**Task requirements**
Return verbatim the part of the listing below that opens with the line containing "Q: Identify a point on each instance of the rear windshield" and closes with the line containing "[(376, 452)]", including both of those lines and nothing else.

**Listing**
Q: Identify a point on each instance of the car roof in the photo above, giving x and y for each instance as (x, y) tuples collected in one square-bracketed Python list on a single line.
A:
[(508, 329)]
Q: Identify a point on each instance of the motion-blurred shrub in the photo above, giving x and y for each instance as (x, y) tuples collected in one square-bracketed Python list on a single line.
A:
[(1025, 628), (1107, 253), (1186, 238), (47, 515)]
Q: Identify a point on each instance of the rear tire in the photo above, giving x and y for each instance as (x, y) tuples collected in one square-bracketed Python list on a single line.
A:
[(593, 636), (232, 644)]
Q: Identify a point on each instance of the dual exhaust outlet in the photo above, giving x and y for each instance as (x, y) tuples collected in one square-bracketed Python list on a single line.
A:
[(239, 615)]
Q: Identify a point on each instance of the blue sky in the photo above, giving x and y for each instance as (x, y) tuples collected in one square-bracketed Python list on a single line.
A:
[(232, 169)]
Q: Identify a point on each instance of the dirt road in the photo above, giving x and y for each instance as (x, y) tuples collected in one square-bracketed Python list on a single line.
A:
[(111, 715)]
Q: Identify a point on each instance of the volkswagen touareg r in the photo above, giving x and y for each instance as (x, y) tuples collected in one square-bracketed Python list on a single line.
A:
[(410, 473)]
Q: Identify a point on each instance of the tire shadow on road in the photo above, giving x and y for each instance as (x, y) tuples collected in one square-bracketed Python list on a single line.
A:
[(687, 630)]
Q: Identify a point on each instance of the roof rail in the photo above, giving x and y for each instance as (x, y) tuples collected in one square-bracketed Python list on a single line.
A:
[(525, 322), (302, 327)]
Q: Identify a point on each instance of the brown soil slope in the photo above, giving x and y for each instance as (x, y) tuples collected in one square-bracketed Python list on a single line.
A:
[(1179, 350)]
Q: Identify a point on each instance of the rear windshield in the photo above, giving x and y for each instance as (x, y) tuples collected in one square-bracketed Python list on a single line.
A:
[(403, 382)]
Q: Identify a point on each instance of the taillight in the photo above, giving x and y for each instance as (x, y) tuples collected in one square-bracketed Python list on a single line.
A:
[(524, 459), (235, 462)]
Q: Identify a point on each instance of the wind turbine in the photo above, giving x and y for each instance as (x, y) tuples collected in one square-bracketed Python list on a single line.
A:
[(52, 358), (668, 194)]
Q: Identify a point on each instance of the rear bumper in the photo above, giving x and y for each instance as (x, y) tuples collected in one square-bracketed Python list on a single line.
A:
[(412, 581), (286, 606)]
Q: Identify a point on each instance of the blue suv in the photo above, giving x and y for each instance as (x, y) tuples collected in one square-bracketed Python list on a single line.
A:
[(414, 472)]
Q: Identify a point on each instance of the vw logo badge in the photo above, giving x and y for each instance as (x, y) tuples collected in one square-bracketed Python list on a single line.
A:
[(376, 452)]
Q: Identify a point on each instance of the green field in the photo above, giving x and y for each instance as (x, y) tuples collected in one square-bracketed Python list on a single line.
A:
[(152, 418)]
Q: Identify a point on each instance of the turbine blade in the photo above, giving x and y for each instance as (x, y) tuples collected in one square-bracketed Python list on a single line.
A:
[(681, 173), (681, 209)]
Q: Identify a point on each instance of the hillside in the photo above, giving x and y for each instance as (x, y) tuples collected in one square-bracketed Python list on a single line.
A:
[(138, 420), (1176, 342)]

**Output for this exercise**
Q: Identify a point on each instance of the rear windshield in the photo above, giving x and y for each instance as (x, y) tuples collected in one square-bracketed Python list on a single line.
A:
[(403, 382)]
Q: Identify a point on each instance of the taillight in the photo above, giving x and y for each instance as (x, y) tuples collected in one square-bracketed Python list on a single line.
A:
[(524, 459), (235, 462)]
Q: Identify a point on each instance of the wind turbine in the photo above, giving x and y for each instance as (x, y) tuples collected in one square-bracketed Python list on a single line.
A:
[(52, 358), (668, 194)]
Q: Identify a point on each instance of the rear bumper in the photo above, giving x and y for each instance as (x, y) tuples collected in one square-bracketed Python list on a single line.
A:
[(412, 581), (286, 606)]
Q: Identify a point on each instance of the blue suv in the photo above, giving x and y for each instance as (x, y) tuples collected in one square-bracketed Python list on a single line.
A:
[(414, 472)]
Q: Identify a point on each instance of the vw logo badge in the photo above, giving x and y for each instance as (x, y) tuples collected in one square-bracketed Python list on a single line.
A:
[(376, 452)]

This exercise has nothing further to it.